▶ Task brief:
Look below for the line containing "Task: locate the white vanity"; write out that line and each one after it to the end, exactly, and nothing else.

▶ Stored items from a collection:
%%

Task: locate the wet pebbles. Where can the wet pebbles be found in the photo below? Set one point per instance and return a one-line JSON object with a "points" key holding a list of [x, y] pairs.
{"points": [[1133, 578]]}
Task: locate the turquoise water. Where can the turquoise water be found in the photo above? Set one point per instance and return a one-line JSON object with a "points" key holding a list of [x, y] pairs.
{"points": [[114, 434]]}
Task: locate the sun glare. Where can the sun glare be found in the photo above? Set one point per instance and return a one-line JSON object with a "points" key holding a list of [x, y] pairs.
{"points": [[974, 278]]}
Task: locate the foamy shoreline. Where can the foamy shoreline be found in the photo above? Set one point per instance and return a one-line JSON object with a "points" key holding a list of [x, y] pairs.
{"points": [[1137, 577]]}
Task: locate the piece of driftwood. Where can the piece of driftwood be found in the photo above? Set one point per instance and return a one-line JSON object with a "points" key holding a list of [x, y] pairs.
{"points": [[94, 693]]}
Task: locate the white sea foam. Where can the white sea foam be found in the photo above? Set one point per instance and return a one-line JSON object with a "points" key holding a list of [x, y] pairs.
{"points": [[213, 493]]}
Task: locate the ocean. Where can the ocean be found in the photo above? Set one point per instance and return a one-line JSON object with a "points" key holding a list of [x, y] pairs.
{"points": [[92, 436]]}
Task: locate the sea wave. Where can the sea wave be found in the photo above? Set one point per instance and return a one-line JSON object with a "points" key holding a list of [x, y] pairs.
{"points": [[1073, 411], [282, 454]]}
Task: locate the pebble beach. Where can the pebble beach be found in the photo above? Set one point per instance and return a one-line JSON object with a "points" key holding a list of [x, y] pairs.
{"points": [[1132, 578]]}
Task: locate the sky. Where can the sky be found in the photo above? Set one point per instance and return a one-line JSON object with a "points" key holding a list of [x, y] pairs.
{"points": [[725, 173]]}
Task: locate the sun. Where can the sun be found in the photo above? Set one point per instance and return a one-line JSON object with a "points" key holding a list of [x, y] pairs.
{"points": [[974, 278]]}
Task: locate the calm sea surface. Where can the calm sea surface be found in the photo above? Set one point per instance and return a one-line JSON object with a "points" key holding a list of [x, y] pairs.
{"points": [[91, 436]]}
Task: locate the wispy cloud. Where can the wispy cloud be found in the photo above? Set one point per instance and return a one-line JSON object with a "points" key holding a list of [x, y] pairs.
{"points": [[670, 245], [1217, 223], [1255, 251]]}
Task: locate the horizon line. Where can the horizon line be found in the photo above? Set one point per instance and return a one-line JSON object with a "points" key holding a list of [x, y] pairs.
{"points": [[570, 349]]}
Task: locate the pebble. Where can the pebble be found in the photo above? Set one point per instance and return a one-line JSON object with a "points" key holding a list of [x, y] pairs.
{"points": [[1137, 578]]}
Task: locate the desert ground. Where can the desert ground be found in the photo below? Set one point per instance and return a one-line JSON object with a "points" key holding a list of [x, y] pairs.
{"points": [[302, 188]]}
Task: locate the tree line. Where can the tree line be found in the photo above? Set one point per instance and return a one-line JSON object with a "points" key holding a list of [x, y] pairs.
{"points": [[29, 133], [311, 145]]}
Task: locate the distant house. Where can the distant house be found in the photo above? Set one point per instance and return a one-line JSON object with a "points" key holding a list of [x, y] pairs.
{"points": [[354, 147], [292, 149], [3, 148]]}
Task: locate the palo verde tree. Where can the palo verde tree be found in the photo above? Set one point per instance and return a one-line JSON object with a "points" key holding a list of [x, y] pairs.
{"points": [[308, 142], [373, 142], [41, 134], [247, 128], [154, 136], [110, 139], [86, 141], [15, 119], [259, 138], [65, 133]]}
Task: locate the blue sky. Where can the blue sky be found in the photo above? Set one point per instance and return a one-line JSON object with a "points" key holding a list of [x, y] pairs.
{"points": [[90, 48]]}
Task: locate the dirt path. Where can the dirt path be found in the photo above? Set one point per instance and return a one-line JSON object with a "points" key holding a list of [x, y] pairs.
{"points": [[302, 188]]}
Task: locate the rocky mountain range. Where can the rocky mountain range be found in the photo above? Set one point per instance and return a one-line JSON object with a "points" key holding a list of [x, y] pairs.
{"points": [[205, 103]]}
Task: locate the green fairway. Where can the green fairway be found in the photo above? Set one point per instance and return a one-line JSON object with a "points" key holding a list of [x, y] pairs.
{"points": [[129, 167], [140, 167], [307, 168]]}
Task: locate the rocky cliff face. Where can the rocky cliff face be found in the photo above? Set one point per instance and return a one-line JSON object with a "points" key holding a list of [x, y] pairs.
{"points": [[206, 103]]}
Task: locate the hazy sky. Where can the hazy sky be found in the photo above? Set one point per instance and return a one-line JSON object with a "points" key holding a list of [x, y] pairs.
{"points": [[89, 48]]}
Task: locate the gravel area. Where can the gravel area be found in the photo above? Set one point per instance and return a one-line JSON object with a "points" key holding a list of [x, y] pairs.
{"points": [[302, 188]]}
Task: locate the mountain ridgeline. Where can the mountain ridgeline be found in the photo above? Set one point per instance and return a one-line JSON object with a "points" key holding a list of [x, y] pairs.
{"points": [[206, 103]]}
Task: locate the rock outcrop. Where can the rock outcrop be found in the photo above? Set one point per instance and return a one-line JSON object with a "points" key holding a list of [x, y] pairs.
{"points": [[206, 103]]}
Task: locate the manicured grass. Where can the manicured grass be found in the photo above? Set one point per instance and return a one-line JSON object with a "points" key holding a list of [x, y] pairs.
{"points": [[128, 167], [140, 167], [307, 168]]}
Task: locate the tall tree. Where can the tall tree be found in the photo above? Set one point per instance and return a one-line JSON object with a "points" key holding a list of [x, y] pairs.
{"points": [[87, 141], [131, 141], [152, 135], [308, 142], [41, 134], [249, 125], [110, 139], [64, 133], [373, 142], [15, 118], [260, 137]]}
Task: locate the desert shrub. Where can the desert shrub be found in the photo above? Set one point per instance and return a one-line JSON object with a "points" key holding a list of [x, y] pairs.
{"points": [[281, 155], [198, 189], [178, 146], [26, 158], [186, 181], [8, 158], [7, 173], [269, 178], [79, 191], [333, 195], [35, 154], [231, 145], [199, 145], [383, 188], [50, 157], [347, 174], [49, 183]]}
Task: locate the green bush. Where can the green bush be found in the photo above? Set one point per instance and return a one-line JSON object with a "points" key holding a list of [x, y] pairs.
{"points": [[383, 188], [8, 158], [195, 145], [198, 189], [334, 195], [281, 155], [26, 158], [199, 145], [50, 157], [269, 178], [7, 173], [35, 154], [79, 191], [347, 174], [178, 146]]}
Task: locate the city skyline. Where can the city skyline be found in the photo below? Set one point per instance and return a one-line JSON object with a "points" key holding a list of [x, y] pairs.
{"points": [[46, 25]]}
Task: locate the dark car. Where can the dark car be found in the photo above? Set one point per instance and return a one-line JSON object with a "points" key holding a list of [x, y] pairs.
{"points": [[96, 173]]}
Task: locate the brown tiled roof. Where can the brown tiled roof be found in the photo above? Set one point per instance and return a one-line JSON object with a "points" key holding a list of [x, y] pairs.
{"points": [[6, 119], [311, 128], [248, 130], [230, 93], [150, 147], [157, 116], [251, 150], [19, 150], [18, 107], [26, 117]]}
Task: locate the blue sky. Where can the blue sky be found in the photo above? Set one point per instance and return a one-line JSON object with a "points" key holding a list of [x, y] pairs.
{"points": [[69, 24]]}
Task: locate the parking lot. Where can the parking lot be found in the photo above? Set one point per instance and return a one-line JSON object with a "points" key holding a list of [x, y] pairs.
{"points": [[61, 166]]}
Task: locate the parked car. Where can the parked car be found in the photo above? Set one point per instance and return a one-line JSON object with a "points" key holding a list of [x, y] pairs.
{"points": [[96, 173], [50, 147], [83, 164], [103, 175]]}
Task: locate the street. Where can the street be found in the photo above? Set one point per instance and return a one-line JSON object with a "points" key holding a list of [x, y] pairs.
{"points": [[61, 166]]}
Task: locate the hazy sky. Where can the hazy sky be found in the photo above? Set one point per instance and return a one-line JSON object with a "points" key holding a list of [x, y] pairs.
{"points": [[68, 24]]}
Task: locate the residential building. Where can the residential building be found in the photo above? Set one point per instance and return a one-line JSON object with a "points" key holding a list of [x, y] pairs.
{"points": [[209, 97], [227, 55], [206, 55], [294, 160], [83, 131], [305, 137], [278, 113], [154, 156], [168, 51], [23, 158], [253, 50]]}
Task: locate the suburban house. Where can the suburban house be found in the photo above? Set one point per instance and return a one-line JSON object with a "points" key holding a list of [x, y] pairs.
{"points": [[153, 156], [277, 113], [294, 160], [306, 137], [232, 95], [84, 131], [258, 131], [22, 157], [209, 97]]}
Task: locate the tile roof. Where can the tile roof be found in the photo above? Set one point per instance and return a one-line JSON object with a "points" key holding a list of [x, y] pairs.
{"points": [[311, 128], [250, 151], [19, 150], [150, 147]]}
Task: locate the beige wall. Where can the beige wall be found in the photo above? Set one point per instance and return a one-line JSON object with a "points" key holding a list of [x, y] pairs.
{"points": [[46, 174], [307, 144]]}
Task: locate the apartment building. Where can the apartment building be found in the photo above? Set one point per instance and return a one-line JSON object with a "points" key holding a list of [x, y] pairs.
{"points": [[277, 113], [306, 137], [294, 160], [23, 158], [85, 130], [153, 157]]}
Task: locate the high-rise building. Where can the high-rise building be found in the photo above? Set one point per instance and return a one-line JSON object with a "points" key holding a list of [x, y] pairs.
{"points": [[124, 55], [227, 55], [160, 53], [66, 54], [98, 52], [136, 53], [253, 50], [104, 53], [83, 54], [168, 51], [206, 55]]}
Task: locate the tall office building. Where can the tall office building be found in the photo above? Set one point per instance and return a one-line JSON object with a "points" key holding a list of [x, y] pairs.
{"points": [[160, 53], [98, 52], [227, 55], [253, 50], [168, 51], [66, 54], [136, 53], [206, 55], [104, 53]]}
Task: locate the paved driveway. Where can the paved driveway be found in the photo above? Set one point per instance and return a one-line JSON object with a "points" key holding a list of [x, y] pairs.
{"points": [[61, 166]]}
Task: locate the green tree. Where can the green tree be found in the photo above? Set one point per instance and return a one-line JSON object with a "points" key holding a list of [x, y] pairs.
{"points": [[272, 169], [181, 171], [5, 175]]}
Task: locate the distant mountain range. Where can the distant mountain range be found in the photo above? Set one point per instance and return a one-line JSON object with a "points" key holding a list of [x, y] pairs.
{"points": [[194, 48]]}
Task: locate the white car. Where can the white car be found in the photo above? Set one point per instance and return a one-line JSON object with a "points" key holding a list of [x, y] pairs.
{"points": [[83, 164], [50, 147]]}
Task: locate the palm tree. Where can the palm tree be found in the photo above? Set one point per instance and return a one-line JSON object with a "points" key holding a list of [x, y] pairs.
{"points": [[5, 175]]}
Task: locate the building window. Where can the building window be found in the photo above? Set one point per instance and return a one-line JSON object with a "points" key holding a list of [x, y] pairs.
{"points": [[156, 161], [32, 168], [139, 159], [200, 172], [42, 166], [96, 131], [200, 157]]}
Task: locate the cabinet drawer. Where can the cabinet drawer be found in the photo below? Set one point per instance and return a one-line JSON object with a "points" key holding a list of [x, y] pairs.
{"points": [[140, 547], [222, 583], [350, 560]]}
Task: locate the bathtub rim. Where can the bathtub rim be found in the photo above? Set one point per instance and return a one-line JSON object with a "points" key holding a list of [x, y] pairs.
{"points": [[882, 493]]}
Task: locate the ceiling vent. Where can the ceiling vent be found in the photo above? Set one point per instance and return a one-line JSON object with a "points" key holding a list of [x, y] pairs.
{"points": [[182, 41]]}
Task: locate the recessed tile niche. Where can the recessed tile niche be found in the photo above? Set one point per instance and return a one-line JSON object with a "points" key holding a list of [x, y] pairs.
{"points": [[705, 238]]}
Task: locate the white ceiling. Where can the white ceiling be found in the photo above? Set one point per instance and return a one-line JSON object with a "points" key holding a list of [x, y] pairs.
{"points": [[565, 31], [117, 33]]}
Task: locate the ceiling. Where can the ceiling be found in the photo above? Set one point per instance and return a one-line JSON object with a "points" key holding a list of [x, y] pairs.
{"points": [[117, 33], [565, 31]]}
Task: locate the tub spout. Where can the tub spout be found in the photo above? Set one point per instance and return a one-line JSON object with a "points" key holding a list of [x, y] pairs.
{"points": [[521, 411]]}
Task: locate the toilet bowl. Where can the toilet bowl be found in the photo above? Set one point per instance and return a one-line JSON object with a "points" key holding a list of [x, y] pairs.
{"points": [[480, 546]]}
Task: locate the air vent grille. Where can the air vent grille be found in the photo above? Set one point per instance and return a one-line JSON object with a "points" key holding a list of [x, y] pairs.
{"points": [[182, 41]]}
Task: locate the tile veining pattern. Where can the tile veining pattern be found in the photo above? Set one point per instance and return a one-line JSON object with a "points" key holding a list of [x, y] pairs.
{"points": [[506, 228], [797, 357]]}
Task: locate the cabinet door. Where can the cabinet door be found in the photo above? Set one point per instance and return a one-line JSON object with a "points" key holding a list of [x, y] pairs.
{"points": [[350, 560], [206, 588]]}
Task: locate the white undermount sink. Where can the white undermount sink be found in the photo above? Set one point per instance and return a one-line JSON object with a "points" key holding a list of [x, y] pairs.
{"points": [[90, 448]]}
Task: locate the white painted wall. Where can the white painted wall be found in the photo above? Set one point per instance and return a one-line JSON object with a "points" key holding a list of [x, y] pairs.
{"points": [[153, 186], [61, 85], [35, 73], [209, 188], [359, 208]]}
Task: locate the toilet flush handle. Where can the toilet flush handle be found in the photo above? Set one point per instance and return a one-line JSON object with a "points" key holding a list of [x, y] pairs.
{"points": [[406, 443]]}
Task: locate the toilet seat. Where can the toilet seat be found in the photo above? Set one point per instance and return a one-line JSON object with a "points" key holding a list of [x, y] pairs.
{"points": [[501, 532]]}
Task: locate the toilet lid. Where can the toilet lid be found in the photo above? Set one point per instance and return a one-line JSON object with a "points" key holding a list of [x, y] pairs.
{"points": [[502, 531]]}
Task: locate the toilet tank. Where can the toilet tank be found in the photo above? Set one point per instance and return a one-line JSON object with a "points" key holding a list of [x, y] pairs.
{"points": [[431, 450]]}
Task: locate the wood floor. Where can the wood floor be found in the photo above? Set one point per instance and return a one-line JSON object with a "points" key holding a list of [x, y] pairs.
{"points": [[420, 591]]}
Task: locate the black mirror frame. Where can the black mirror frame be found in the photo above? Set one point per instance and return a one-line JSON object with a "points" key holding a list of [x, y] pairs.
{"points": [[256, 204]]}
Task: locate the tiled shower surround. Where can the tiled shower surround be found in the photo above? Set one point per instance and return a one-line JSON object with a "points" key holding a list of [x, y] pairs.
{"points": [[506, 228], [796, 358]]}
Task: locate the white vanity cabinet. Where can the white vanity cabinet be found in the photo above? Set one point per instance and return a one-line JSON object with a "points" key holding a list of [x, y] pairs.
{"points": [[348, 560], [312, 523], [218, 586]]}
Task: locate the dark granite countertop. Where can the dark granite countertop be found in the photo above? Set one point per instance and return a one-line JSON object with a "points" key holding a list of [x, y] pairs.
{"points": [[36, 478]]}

%%

▶ Answer box:
Task: locate the white vanity cabinet. Where can the white vanity cabinet be found in the photo above? Set one point per instance and return a one-line JSON object with a "points" key holding a list of [x, y] pairs.
{"points": [[348, 560], [312, 523], [218, 586]]}
Task: locate the dark granite countertop. Where can the dark granite countertop be found in the photo above? Set one point per instance and return a one-line JSON object with a "points" key holding a list of [x, y] pairs.
{"points": [[36, 478]]}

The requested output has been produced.